(Segmentation mask data)
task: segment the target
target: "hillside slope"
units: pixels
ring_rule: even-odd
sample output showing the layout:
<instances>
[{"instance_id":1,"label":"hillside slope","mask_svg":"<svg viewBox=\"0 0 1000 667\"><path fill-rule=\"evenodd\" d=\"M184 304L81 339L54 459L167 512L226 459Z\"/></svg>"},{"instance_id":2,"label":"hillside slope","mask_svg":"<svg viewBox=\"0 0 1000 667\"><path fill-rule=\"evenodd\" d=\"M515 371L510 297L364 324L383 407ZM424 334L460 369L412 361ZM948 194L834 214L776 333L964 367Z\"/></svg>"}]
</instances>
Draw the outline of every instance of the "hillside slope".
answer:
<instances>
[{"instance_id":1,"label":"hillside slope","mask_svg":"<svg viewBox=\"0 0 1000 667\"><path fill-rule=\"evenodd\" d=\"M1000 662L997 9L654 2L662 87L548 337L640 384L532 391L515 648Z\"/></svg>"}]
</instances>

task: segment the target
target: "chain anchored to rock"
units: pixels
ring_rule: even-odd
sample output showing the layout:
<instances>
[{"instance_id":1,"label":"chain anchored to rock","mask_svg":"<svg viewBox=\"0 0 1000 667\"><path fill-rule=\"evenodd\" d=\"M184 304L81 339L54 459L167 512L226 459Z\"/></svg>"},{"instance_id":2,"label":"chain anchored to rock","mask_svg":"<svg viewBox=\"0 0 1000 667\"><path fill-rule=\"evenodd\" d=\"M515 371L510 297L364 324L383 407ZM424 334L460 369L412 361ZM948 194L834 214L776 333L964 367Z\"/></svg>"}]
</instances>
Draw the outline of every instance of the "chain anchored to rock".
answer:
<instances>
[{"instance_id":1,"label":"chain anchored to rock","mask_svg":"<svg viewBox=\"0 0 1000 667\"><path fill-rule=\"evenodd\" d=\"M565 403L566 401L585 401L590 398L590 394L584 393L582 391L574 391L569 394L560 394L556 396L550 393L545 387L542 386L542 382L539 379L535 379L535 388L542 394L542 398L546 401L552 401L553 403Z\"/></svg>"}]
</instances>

#### Your objective
Each entry needs to be written out again, exactly as given.

#### Task solution
task: segment the target
target: "hillside slope"
units: pixels
ring_rule: even-odd
sample output showing the layout:
<instances>
[{"instance_id":1,"label":"hillside slope","mask_svg":"<svg viewBox=\"0 0 1000 667\"><path fill-rule=\"evenodd\" d=\"M184 304L81 339L54 459L167 512L226 459Z\"/></svg>"},{"instance_id":2,"label":"hillside slope","mask_svg":"<svg viewBox=\"0 0 1000 667\"><path fill-rule=\"evenodd\" d=\"M515 371L510 297L364 324L383 407ZM424 334L460 369L412 361ZM948 194L834 214L776 333L964 367Z\"/></svg>"}]
</instances>
Draw the outline of every instance of the "hillside slope".
answer:
<instances>
[{"instance_id":1,"label":"hillside slope","mask_svg":"<svg viewBox=\"0 0 1000 667\"><path fill-rule=\"evenodd\" d=\"M1000 662L997 9L654 2L662 87L548 337L640 384L532 391L515 648Z\"/></svg>"}]
</instances>

task: segment the target
target: "chain anchored to rock"
units: pixels
ring_rule: even-odd
sample output showing the layout:
<instances>
[{"instance_id":1,"label":"chain anchored to rock","mask_svg":"<svg viewBox=\"0 0 1000 667\"><path fill-rule=\"evenodd\" d=\"M184 304L81 339L54 459L167 512L226 459Z\"/></svg>"},{"instance_id":2,"label":"chain anchored to rock","mask_svg":"<svg viewBox=\"0 0 1000 667\"><path fill-rule=\"evenodd\" d=\"M515 371L510 297L364 324L383 407ZM424 334L460 369L412 361ZM948 194L834 214L776 333L964 367Z\"/></svg>"}]
</instances>
Draw the outline of every instance of the "chain anchored to rock".
answer:
<instances>
[{"instance_id":1,"label":"chain anchored to rock","mask_svg":"<svg viewBox=\"0 0 1000 667\"><path fill-rule=\"evenodd\" d=\"M565 403L566 401L585 401L590 398L590 394L584 393L582 391L574 391L569 394L560 394L556 396L550 393L545 387L542 386L542 382L539 379L535 379L535 388L542 394L542 398L546 401L552 401L553 403Z\"/></svg>"}]
</instances>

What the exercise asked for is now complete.